_Exercise objective:_ For the entries below, work out how many lines contain the string "target" and write only the number.

[Start of Attachment]

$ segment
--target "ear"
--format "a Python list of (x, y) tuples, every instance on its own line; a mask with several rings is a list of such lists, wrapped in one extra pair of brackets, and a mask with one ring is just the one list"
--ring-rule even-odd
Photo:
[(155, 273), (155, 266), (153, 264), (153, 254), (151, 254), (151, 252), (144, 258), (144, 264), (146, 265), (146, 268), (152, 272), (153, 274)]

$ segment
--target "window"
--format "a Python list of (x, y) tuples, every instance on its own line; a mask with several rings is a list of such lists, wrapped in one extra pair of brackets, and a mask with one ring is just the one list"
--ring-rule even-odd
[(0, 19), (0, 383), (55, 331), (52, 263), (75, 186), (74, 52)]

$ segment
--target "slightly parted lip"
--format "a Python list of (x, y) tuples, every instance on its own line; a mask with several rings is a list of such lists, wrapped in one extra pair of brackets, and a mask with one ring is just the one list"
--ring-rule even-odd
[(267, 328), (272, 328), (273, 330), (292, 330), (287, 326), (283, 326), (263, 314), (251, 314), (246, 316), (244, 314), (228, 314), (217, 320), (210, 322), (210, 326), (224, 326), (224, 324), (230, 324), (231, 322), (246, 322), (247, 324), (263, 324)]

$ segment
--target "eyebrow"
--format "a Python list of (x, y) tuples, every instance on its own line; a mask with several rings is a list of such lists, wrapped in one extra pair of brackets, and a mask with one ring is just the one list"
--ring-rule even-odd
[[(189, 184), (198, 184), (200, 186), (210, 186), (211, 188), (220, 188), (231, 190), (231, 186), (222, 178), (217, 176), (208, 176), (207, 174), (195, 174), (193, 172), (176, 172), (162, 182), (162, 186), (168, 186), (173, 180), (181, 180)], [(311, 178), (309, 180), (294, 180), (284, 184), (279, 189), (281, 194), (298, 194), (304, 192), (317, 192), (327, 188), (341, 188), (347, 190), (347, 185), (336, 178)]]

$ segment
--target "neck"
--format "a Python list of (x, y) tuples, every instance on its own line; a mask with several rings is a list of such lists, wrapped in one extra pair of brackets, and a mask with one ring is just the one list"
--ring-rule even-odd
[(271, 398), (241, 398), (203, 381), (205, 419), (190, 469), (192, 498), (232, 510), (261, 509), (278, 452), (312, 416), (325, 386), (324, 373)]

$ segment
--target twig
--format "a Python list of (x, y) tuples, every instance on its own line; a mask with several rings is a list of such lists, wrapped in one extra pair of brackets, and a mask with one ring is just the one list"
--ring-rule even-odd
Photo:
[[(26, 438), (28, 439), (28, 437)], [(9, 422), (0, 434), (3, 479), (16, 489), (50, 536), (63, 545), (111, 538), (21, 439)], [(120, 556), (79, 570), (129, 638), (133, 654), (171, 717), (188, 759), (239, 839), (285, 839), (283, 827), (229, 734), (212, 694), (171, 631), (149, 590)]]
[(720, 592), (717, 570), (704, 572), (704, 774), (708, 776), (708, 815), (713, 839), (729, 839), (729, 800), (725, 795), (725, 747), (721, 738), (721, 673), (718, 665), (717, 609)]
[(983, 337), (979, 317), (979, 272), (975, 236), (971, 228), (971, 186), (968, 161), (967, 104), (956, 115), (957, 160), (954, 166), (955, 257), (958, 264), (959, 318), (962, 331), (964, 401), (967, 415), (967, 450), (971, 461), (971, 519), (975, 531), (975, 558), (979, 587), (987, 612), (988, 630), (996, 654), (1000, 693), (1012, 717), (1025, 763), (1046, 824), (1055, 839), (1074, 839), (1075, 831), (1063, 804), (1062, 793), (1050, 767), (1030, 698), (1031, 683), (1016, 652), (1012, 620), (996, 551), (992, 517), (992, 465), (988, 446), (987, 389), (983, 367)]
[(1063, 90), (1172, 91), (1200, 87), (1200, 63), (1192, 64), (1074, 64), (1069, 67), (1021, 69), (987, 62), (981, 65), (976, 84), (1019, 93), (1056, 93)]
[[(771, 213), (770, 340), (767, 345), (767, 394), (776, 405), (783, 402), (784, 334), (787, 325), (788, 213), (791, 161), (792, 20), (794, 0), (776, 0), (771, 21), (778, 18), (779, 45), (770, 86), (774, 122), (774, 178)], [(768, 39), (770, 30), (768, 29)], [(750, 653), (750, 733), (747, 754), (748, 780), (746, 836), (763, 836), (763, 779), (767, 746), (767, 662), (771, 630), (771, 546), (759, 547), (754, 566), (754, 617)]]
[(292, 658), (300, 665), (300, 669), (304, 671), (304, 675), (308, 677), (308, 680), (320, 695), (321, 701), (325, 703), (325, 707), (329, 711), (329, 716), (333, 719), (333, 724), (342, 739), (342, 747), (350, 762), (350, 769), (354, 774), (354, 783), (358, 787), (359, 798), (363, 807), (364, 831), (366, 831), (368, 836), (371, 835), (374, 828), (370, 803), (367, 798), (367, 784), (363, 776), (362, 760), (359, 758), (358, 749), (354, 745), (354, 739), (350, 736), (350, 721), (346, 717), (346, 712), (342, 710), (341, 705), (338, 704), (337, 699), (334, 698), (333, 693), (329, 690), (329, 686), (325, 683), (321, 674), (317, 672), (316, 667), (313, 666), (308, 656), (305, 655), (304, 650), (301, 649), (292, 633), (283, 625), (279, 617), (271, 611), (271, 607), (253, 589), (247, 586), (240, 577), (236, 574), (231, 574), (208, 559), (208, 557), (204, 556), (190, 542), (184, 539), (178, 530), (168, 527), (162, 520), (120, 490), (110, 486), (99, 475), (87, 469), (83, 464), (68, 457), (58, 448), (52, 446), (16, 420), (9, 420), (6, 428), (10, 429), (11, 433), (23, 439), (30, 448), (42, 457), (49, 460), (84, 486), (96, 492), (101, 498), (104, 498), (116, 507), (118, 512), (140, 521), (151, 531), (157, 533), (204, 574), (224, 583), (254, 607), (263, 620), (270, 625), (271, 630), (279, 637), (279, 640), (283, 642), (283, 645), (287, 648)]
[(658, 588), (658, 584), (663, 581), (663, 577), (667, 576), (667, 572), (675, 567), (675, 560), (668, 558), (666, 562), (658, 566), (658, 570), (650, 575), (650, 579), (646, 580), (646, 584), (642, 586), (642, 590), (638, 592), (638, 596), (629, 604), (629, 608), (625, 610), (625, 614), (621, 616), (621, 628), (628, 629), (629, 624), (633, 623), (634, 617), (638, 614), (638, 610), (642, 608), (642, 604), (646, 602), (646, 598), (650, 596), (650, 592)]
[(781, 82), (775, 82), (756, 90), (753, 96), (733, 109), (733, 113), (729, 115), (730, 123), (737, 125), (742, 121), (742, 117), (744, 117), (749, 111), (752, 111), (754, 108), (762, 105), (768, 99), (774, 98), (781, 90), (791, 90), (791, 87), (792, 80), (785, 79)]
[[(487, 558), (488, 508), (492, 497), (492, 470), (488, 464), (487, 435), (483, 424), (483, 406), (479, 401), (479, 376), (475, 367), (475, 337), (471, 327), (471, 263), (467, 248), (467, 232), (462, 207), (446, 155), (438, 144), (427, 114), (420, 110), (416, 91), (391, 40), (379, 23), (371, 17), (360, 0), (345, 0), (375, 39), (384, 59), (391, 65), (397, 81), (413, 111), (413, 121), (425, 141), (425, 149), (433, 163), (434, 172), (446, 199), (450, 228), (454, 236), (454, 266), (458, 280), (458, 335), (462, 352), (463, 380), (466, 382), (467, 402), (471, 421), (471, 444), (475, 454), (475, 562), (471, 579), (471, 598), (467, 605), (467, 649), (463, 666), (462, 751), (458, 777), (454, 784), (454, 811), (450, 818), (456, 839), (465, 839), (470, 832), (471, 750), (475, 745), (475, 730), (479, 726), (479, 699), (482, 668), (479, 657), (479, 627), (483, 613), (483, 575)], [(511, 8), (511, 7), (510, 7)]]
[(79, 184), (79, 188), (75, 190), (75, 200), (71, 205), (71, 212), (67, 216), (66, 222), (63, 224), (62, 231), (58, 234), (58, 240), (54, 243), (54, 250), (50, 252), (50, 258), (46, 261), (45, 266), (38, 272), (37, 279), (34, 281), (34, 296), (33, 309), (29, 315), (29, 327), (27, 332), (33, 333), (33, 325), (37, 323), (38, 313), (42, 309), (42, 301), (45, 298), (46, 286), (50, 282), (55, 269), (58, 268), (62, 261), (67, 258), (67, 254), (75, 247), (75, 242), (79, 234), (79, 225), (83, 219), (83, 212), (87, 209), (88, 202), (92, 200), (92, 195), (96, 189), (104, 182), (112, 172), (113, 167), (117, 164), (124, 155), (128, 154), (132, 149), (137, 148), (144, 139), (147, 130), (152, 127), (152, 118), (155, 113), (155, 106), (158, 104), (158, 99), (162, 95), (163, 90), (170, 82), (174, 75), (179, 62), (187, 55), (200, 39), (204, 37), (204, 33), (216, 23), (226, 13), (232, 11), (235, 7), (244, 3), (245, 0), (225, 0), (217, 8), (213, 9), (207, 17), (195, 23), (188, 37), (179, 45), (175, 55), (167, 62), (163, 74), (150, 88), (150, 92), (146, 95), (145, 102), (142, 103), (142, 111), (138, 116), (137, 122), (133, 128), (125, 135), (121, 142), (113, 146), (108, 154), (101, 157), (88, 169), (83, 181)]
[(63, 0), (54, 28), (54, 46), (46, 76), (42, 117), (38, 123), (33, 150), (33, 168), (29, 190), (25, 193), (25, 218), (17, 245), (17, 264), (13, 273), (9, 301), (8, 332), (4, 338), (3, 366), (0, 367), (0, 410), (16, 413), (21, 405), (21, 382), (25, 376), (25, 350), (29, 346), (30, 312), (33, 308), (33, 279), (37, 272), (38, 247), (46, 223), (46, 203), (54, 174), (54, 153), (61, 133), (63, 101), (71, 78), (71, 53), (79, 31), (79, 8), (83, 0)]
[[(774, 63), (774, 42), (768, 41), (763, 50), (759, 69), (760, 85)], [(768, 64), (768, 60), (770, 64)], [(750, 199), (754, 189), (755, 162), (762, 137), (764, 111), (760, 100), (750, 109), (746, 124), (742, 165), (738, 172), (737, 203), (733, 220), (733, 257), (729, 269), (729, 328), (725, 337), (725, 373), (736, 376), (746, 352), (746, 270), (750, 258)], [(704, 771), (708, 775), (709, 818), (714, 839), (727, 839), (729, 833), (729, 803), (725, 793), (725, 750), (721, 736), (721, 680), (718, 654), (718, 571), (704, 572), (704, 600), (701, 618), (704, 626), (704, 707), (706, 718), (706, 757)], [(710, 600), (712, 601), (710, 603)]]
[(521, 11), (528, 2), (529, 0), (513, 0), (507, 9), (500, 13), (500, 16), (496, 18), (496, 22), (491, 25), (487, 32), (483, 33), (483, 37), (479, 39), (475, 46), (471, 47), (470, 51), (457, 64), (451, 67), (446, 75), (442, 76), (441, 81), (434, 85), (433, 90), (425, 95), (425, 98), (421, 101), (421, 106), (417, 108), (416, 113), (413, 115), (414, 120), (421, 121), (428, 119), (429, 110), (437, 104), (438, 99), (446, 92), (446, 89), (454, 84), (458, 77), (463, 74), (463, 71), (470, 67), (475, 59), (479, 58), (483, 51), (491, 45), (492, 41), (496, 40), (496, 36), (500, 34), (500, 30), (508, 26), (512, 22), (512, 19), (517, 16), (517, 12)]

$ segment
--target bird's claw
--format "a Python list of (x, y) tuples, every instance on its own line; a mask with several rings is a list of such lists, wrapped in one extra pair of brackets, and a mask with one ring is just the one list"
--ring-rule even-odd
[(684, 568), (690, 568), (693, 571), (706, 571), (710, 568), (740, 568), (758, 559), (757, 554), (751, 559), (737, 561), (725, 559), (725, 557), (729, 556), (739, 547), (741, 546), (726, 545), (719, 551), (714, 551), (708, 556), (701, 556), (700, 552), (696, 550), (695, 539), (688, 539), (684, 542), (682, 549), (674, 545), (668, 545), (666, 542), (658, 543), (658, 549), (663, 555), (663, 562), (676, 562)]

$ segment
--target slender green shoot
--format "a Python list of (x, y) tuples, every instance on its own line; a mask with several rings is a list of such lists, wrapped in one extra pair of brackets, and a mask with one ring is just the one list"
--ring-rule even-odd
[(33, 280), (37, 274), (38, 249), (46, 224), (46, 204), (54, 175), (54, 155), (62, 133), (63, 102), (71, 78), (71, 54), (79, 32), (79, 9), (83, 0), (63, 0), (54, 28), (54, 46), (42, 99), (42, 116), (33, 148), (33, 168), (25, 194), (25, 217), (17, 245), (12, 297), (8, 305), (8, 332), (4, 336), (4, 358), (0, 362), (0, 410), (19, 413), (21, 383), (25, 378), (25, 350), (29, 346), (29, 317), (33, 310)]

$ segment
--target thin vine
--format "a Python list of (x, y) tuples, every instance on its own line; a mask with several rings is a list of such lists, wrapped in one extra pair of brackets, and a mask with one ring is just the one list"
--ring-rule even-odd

[End of Attachment]

_Reply:_ 9